-- START OF TEXT SEGMENT --

Figure 2 shows the number of words per sentence found at each edit distance for different accents. Asian and Indian accents, as well as no accents are tested. The results show a significant increase in words per sentence for all accents as the edit distance increases. The increase is more significant for data with Asian and Indian accents than for the data with no accents.
Figure 2: Words/sentence found at each edit distance for different accents
Levenshtein edit distance is used to generate potential words from phonemes. Edit distance of one means a maximum change of one phoneme is allowed, edit distance of two means a change of one or two phonemes is allowed when generating the potential words, and so on. These changes can be inserts, deletes or replacements. The language model uses the potential words to generate sentences with the most semantic meaning. The language model is another recurrent neural network model trained on full sentences. The model outputs the probability of a word occurring after a given word or sentence. It is simpler than the main speech recognition model because it is not bidirectional and not as deep. The language model uses beam search decoding to find the best sentences. The results in Figure 2 shows the number of words found per sentence at every edit distance.

-- END OF TEXT SEGMENT --
-- START OF MATERIAL --

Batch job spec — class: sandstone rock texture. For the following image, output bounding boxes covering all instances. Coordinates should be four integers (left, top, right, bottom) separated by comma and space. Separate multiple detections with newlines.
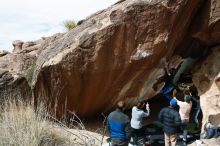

-- END OF MATERIAL --

§ **INSTRUCTIONS**:
**a)** Decide whether each of the following statements agrees with the edit-distance text, answering yes or no and quoting the deciding words of the text exactly: (i) the language model is bidirectional; (ii) the changes allowed when generating potential words can be inserts, deletes or replacements; (iii) the increase in words per sentence is more significant for data with no accents than for data with Asian and Indian accents.
**b)** Reproduce the edit-distance text word for word, from "Figure 2 shows the number of words per" up to and including "with no accents.".
**c)** Resume the edit-distance text, writing on from its final sentence.

§ **THE REPLIES**:
**a)**
(i) No: "It is simpler than the main speech recognition model because it is not bidirectional and not as deep."
(ii) Yes: "These changes can be inserts, deletes or replacements."
(iii) No: "The increase is more significant for data with Asian and Indian accents than for the data with no accents."

**b)**
Figure 2 shows the number of words per sentence found at each edit distance for different accents. Asian and Indian accents, as well as no accents are tested. The results show a significant increase in words per sentence for all accents as the edit distance increases. The increase is more significant for data with Asian and Indian accents than for the data with no accents.

**c)**
subjects having no accent found significantly more words, at an edit distance of one, than subjects with accents. As we increase the edit distance, the words/sentence found increase for all the data points. This concludes that it is recommended to increase the edit distance for data with speech impediment to acquire better results (given a good language model).

Wearable Devices

Alternative Text: Figure 3 shows a picture of the vibrotactile belt and another picture of the stereovision system.
Figure 3: Vibrotactile belt and Stereovision System
The wearable haptic belt uses high performance ultrasound sensors and an accelerometer to measure the user’s walking speed and other navigation-related information. The acquired data is used by a microcontroller to control 2

the vibrotactile stimulation. The stereovision feedback system detects different types of obstacles using an object recognition algorithm and outputs the best approach to avoid collision using audio feedback. The results gathered from these technologies proved that the stereovision system has plethora of advantages over the vibrotactile belt.

Vibrotactile Belt

CARRT developed a modified feedback system which was able to provide feedback by altering frequency, time lapse, and amplitude of vibration to overcome many limitations such as, spatial masking, temporal effect, and spatiotemporal interaction. The vibrotactile assistive waist belt consists of the following components: 3D printed module containing the ultrasonic sensors, circuit board and microcontroller, 5 MB1000 LV-MaxSonar ® -EZ0TM, Arduino Nano Atmega328 microcontroller, ADXL345 3-axis accelerometer, DRV2605l motor controller with TCA9548A I2C multiplexer, 4 Haptic motors, and 9V battery (see Figure 3)

Stereovision System

Figure 4 shows the sensor input data when detecting a wall at a 45 degree angle in front of the wheel chair. The sensor data is marked in red dots and three of the sensor data points form a straight-line at a 45 degree angle in front of the wheelchair to show where the wall is located.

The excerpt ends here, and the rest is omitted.